**GOAL OF THE EXERCISE:** Can you collect every line of the material below that contains the word "illuminated"?

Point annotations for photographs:
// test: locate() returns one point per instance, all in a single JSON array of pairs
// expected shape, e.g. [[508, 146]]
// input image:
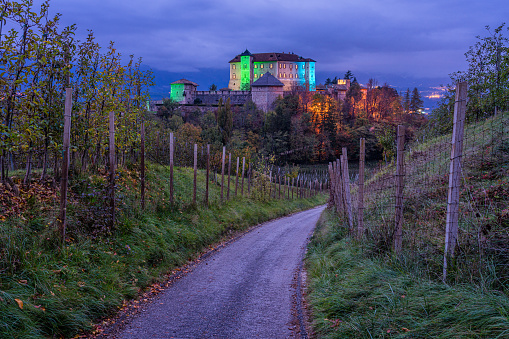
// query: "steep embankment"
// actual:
[[360, 289]]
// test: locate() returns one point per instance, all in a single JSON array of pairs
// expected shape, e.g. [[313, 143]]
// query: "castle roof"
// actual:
[[185, 82], [261, 57], [267, 80]]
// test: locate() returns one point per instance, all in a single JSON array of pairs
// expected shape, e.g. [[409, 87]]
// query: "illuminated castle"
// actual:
[[261, 78], [292, 70]]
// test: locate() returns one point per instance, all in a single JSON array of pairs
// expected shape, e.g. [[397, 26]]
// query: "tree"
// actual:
[[406, 101], [416, 103]]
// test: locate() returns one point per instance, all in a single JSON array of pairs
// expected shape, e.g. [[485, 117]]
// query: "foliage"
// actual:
[[63, 290]]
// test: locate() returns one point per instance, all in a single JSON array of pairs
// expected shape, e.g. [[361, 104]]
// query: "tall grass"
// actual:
[[51, 291], [354, 295]]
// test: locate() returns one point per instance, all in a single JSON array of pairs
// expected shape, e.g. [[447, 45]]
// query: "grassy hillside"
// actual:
[[361, 289], [49, 291]]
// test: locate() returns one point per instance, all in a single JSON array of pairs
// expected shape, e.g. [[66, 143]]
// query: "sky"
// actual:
[[404, 43]]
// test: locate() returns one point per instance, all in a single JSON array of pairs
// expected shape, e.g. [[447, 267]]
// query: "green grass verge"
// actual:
[[49, 291], [354, 295]]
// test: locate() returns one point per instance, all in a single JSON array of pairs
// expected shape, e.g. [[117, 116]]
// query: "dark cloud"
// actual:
[[401, 37]]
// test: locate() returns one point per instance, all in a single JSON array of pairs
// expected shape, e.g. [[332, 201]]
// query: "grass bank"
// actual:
[[47, 290], [355, 295]]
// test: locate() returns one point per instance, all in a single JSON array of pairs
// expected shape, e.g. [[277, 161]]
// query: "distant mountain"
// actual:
[[429, 87]]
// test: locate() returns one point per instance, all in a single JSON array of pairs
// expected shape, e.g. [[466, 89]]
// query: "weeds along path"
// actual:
[[243, 291]]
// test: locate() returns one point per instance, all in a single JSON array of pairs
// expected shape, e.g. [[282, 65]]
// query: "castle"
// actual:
[[290, 69], [260, 77]]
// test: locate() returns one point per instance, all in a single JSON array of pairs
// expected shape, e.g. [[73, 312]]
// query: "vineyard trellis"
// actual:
[[422, 180]]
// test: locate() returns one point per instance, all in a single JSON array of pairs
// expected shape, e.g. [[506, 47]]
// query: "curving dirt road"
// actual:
[[242, 291]]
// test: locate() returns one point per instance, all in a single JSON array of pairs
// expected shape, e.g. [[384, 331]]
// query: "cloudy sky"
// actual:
[[402, 42]]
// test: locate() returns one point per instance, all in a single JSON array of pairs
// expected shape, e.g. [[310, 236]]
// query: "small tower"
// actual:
[[245, 70]]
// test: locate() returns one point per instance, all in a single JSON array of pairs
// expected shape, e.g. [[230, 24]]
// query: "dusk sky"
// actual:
[[404, 43]]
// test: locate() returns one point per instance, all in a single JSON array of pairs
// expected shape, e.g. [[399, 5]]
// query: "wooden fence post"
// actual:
[[195, 165], [142, 169], [229, 170], [65, 164], [207, 176], [237, 177], [400, 176], [112, 168], [451, 227], [222, 171], [346, 183], [243, 168], [171, 168], [360, 212]]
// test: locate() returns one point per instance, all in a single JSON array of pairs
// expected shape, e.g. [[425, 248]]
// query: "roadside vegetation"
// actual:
[[361, 288], [51, 291]]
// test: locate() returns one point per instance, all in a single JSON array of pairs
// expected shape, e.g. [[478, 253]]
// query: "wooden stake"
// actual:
[[400, 176], [195, 172], [237, 177], [207, 176], [243, 167], [229, 170], [112, 169], [360, 212], [65, 164], [451, 227], [346, 184], [142, 165], [222, 172], [171, 168]]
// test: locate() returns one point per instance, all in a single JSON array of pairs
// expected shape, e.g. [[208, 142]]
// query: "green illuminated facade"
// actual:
[[292, 70]]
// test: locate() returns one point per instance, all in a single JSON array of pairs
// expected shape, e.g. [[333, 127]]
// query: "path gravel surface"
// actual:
[[244, 290]]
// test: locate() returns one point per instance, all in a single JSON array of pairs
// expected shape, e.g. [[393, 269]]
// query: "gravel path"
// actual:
[[245, 290]]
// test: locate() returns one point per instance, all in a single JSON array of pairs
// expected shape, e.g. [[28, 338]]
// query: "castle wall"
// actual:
[[212, 97], [264, 97]]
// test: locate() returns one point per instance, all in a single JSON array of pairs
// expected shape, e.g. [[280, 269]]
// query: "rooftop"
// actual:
[[260, 57]]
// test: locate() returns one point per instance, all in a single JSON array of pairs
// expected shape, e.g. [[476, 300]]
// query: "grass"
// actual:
[[47, 290]]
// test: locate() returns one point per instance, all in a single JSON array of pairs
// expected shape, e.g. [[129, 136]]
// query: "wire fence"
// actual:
[[483, 206]]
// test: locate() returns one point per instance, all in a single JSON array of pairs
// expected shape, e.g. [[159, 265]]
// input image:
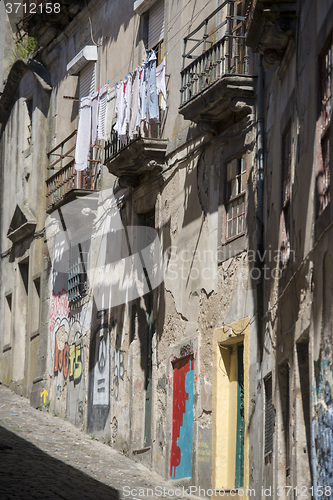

**COMPLETE OUTPUT:**
// query: "illuminated castle"
// query: "green illuminated facade"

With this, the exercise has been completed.